Type out the data below in its entirety, exactly as given.
- - - -
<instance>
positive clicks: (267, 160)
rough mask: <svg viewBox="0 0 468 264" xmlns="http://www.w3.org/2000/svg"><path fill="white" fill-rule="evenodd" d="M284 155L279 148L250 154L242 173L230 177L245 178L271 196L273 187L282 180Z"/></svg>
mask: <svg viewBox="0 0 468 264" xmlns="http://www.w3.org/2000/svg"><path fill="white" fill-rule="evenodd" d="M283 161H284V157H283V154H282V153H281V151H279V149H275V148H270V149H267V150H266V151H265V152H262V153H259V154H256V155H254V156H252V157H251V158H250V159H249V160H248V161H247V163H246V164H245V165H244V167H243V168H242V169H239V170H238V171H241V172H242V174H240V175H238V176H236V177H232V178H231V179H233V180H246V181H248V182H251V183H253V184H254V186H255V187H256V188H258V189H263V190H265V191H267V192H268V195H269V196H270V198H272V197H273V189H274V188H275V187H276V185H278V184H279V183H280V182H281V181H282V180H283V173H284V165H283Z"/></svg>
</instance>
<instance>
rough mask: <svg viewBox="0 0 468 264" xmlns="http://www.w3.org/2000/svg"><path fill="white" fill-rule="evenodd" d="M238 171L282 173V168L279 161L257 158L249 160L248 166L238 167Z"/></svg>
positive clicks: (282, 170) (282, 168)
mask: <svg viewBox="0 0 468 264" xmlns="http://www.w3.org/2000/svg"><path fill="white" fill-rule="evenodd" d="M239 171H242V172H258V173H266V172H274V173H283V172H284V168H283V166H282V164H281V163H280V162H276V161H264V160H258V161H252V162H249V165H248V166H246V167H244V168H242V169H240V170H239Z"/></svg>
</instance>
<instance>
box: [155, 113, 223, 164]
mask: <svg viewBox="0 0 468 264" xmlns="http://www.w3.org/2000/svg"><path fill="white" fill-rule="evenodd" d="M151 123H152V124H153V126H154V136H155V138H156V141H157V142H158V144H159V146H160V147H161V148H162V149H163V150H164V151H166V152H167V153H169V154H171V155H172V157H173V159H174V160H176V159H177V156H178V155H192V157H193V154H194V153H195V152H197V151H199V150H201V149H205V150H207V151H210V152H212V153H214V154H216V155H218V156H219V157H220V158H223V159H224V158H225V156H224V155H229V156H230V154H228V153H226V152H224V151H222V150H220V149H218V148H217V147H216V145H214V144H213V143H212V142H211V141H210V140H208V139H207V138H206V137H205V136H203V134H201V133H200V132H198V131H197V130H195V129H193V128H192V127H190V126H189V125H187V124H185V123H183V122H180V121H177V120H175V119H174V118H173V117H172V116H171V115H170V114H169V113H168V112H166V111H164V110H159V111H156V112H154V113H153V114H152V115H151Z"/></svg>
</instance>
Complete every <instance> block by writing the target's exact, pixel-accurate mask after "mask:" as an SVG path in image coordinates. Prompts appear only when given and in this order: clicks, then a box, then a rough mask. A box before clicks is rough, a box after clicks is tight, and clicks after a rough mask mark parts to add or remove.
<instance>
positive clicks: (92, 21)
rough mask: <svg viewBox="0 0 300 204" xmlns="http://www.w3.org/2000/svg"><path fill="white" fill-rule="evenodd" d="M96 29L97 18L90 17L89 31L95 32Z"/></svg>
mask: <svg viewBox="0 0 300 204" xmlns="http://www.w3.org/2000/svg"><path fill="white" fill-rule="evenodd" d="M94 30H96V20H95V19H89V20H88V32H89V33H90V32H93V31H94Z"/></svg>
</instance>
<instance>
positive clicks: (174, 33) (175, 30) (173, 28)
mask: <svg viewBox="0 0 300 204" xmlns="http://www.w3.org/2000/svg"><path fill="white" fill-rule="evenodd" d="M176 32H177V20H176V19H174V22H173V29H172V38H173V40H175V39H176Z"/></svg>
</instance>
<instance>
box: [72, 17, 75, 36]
- - - -
Solution below:
<instance>
positive clicks: (267, 160)
rough mask: <svg viewBox="0 0 468 264" xmlns="http://www.w3.org/2000/svg"><path fill="white" fill-rule="evenodd" d="M284 155L279 148L250 154L242 173L230 177L245 178L271 196L273 187L282 180Z"/></svg>
mask: <svg viewBox="0 0 468 264" xmlns="http://www.w3.org/2000/svg"><path fill="white" fill-rule="evenodd" d="M283 161H284V157H283V154H282V153H281V151H279V149H275V148H270V149H267V150H266V151H265V152H262V153H259V154H256V155H254V156H252V157H251V158H250V159H249V160H248V161H247V163H246V164H245V165H244V167H243V168H242V169H239V170H238V171H241V172H242V174H240V175H238V176H236V177H232V178H231V179H233V180H246V181H248V182H251V183H253V184H254V186H255V187H256V188H258V189H263V190H265V191H267V192H268V195H269V196H270V198H272V197H273V189H274V188H275V187H276V185H278V184H279V183H280V182H281V181H282V180H283V173H284V165H283Z"/></svg>
</instance>
<instance>
rough mask: <svg viewBox="0 0 468 264" xmlns="http://www.w3.org/2000/svg"><path fill="white" fill-rule="evenodd" d="M238 171L282 173V168L279 161L257 158L249 160L248 166L238 167Z"/></svg>
positive clicks: (282, 170) (282, 168)
mask: <svg viewBox="0 0 468 264" xmlns="http://www.w3.org/2000/svg"><path fill="white" fill-rule="evenodd" d="M239 171H242V172H258V173H266V172H274V173H283V172H284V168H283V166H282V164H281V163H280V162H276V161H264V160H258V161H252V162H249V165H248V166H246V167H244V168H242V169H240V170H239Z"/></svg>
</instance>
<instance>
box: [155, 113, 223, 164]
mask: <svg viewBox="0 0 468 264" xmlns="http://www.w3.org/2000/svg"><path fill="white" fill-rule="evenodd" d="M151 123H152V124H153V126H154V136H155V138H156V141H157V142H158V144H159V146H160V147H161V148H162V149H163V150H164V151H166V152H167V153H169V154H171V155H172V157H173V159H174V160H176V159H177V156H178V155H192V157H193V154H194V153H195V152H197V151H199V150H201V149H205V150H207V151H210V152H212V153H214V154H216V155H218V156H219V157H220V158H223V159H224V158H225V156H224V155H229V156H230V154H228V153H226V152H224V151H222V150H220V149H218V148H217V147H216V145H214V144H213V143H212V142H211V141H210V140H208V139H207V138H206V137H205V136H203V134H201V133H200V132H198V131H197V130H195V129H193V128H192V127H190V126H189V125H187V124H185V123H183V122H180V121H177V120H175V119H174V118H173V117H172V116H171V115H170V114H169V113H168V112H166V111H164V110H159V111H156V112H154V113H153V114H152V115H151Z"/></svg>
</instance>
Complete every <instance> block by writing the target's exact, pixel-accurate mask after "mask:" as an SVG path in image coordinates. Prompts appear only when given and in this order: clicks, then a box, then a rough mask. A box before clicks is rough, a box after clicks is tight, and clicks after a rough mask mark parts to add or remove.
<instance>
positive clicks: (92, 21)
rough mask: <svg viewBox="0 0 300 204" xmlns="http://www.w3.org/2000/svg"><path fill="white" fill-rule="evenodd" d="M96 29L97 18L90 17L89 31L95 32Z"/></svg>
mask: <svg viewBox="0 0 300 204" xmlns="http://www.w3.org/2000/svg"><path fill="white" fill-rule="evenodd" d="M94 30H96V20H95V19H89V20H88V32H89V33H90V32H93V31H94Z"/></svg>
</instance>
<instance>
positive clicks: (174, 33) (175, 30) (173, 28)
mask: <svg viewBox="0 0 300 204" xmlns="http://www.w3.org/2000/svg"><path fill="white" fill-rule="evenodd" d="M176 32H177V20H176V19H174V22H173V29H172V38H173V40H175V39H176Z"/></svg>
</instance>
<instance>
box: [72, 17, 75, 36]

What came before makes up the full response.